[Document segment]:
------------------------
Merchants and Magistrate
THE PUBLIC CREDITOR INTEREST IN MASSACHUSETTS POLITICS, 1780–86
Richard Buel, Jr.
From a paper presented at the Bicentennial Conference on Shays’s Rebellion and the Constitution, 1986, sponsored by Historic Deerfield, Inc.
All the states had widely divergent experiences during the Revolutionary War, yet all emerged facing a common problem, that of the Revolutionary War debt. This essay examines the various possibilities that existed for dealing with the debt and the reasons that impelled the government of Massachusetts to embark on a fiscal policy that led directly to Shays’s Rebellion. It focuses on the “creditor” interest, which is generally thought to have provoked the rebellion.1 It argues that the creditors were not entirely homogeneous and that the dominant element among them had more in mind than lining their pockets at the expense of their fellow citizens; that they were also concerned with the larger end of securing Revolutionary achievements; and that in pursuing their larger objective they, as the state’s most favored group of creditors, actually placed their personal financial interests in jeopardy by agreeing to hitch their fortunes to those of creditors less favored by state policies as well as to those of federal creditors.
The Revolutionary debt quickly became the key problem of the 1780s. The war had reduced the finances of the Confederation to chaos. The initial mobilization had been financed by having the states most directly involved in the fighting issue paper bills of credit. Soon, however, Congress stepped in with its own bills in an attempt to establish centralized control over the war effort.2 This money held its value for about a year but then progressively depreciated until, by the early 1780s, it had ceased to circulate. As a result, Congress increasingly lost control over the continent’s resources, and after 1779 direction of the war devolved largely upon the individual states. The French maintained the illusion that Congress was still in charge by subsidizing Robert Morris’s operations as financier general during the last year of the fighting, but it was an illusion. The Articles of Confederation, in fact, gave the central government no power to raise a revenue beyond calling on the states for requisitions, which they were slow and reluctant in meeting, if indeed they met them at all.
In 1782 Morris tried to address the problem by “liquidating” part of the federal debt to equitable specie values and by asking the states to fund it, principally with an impost of 5 percent, but his efforts came to naught.3 The proposal, amounting to an amendment of the Articles of Confederation, required the unanimous consent of the states.4 Outside his small nationalist clique, Morris was regarded with deep suspicion, and the debt he proposed to fund was that owing only to individuals, not to states.5 Those states that felt they had given far more than their share to the war effort feared that their interests would be sacrificed to those of individual creditors.6 They recognized that the impost, as an indirect tax, seemed to be the most eligible way of paying the foreign debt, which was due in hard coin, and therefore more of them endorsed it than might otherwise have done so. Nevertheless, it proved impossible to procure the consent of all. As a consequence, the Confederation remained dependent on an inadequate requisition system for what little revenue it had.
------------------------
[Data listing]:
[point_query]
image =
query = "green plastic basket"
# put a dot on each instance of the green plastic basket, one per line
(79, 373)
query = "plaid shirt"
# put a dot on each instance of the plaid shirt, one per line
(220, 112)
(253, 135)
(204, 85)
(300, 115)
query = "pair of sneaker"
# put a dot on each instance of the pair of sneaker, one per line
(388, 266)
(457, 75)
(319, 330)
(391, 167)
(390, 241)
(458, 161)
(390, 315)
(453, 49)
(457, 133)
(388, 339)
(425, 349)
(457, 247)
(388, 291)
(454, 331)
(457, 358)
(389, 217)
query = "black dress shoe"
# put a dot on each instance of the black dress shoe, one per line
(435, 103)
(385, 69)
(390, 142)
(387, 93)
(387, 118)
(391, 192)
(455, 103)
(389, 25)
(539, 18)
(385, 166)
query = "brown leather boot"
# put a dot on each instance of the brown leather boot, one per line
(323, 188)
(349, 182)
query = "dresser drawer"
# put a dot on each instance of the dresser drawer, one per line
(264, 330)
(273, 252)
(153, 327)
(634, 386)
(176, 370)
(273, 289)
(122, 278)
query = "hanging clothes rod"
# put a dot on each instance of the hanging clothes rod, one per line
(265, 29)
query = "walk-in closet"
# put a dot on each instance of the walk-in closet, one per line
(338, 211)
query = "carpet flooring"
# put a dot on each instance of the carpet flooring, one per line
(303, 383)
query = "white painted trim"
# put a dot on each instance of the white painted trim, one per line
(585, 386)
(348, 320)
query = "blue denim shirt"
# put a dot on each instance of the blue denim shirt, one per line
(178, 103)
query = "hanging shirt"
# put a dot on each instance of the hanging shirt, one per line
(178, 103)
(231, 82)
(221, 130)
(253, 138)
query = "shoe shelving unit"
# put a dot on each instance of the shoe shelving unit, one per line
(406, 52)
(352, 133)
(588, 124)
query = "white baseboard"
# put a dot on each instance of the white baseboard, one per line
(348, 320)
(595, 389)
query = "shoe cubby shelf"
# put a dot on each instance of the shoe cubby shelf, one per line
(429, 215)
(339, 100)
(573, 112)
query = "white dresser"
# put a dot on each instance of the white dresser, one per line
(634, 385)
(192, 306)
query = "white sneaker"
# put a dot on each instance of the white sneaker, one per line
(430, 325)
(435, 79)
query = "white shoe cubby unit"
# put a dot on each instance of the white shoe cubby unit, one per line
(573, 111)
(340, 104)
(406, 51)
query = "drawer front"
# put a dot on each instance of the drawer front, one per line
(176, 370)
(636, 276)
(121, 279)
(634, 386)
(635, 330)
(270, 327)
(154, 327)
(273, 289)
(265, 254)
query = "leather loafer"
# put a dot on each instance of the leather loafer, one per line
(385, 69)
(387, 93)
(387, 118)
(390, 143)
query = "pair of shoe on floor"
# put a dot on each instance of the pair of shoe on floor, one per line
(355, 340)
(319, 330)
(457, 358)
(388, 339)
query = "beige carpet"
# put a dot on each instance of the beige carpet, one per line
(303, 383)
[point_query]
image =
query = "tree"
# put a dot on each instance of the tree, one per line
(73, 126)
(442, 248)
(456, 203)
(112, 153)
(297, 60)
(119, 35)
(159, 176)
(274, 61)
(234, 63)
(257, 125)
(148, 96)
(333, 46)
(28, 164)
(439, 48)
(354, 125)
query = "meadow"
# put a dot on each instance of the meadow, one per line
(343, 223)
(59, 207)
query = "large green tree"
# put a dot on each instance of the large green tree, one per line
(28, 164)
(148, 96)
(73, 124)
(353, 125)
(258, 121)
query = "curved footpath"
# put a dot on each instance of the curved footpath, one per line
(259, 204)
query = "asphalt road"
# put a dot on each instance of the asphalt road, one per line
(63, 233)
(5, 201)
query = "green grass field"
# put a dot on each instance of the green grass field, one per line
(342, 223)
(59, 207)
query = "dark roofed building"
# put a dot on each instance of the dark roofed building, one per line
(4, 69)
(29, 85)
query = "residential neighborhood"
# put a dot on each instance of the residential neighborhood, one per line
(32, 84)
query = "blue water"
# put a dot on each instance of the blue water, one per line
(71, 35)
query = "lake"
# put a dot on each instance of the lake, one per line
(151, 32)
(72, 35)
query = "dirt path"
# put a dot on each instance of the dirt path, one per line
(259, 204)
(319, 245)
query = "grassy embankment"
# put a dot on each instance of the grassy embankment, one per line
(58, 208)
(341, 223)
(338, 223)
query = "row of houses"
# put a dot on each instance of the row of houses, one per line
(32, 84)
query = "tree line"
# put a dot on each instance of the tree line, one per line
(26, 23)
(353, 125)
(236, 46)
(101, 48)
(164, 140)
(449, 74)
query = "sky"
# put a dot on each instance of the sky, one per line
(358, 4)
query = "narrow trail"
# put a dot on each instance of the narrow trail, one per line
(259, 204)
------------------------
[Goals]:
**A)** Translate this sentence from the essay on Massachusetts politics into Spanish: "This money held its value for about a year but then progressively depreciated until, by the early 1780s, it had ceased to circulate."
**B)** In the essay on Massachusetts politics, what did Morris principally ask the states to fund the federal debt with in 1782?

[Exercise results]:
**A)** Este dinero mantuvo su valor durante aproximadamente un año, pero luego se depreció progresivamente hasta que, a principios de la década de 1780, había dejado de circular.

**B)** An impost of 5 percent.